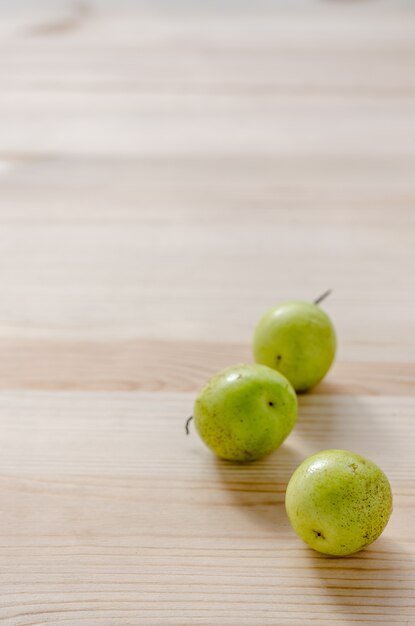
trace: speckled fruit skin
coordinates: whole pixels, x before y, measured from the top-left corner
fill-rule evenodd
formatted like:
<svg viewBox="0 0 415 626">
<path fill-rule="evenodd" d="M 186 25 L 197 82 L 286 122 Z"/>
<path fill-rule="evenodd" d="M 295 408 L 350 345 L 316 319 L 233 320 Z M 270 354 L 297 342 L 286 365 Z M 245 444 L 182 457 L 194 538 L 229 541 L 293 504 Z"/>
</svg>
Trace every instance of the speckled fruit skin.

=-=-=

=== About this exercise ===
Every line of the material must be returned exactly; leave the images out.

=== Expected answer ===
trace: speckled fruit skin
coordinates: whole pixels, x before y, measured from the top-left corner
fill-rule evenodd
formatted like:
<svg viewBox="0 0 415 626">
<path fill-rule="evenodd" d="M 186 25 L 197 82 L 286 122 Z"/>
<path fill-rule="evenodd" d="M 295 408 L 350 345 L 316 319 L 233 320 Z M 270 354 L 297 342 L 286 365 Z M 245 444 L 182 457 L 194 538 L 229 541 L 293 504 Z"/>
</svg>
Trace every instance of the speckled fruit skin.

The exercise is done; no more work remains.